INPUT DATA: Begin

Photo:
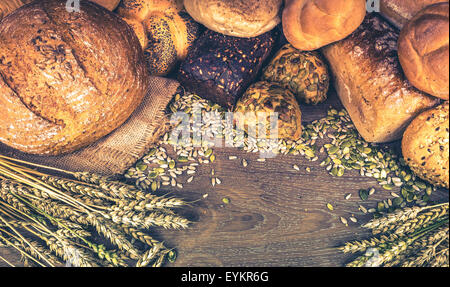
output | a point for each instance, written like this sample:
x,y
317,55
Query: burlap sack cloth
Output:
x,y
120,150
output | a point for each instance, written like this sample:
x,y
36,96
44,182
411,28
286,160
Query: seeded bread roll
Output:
x,y
220,68
371,84
269,98
304,73
66,79
238,18
165,30
399,12
423,50
425,145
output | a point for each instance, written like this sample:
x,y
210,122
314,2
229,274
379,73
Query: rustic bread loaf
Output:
x,y
304,73
311,24
423,50
371,84
165,30
66,79
260,103
220,68
398,12
238,18
425,145
108,4
8,6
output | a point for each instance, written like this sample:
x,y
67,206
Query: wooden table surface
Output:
x,y
277,216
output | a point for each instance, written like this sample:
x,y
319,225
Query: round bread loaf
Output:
x,y
311,24
8,6
239,18
304,73
399,12
66,78
425,145
424,52
269,98
165,30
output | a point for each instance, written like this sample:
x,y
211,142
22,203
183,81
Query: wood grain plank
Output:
x,y
277,216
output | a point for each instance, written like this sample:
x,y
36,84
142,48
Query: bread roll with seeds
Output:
x,y
304,73
425,145
169,31
268,99
399,12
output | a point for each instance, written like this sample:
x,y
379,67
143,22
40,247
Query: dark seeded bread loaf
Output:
x,y
220,68
66,79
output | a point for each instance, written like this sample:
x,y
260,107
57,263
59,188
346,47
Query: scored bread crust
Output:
x,y
75,76
311,24
370,83
238,18
423,50
425,145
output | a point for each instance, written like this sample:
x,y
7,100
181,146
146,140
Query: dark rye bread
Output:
x,y
220,68
66,79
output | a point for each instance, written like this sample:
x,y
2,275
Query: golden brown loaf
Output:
x,y
8,6
238,18
312,24
398,12
165,30
423,50
425,145
66,79
108,4
371,84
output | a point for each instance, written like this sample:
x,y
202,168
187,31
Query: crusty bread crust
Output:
x,y
311,24
423,50
370,82
66,79
399,12
239,18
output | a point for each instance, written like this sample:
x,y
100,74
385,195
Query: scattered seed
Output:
x,y
330,207
363,194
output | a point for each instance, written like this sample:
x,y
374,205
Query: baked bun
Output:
x,y
423,50
8,6
66,79
165,30
311,24
399,12
108,4
238,18
425,145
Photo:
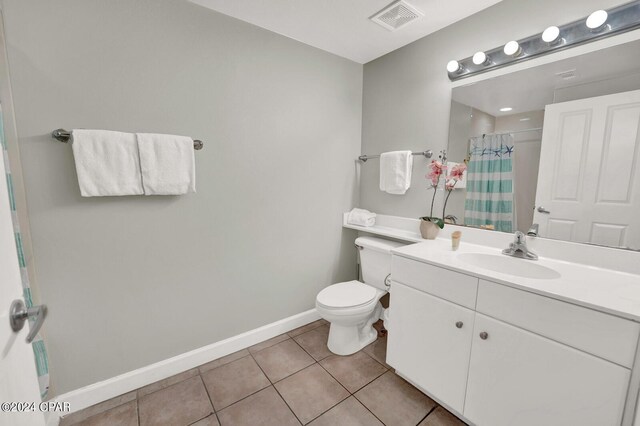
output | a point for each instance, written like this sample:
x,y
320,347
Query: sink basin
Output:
x,y
509,265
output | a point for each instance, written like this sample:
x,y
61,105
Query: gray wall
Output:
x,y
407,94
134,280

INPUT DATA: End

▶ [TASK REQUIREMENTS]:
In the listing, find each line with the string "seeded" and copy it.

▶ [EXPECTED ANSWER]:
Query: seeded bread roll
Query: dark seeded bread loaf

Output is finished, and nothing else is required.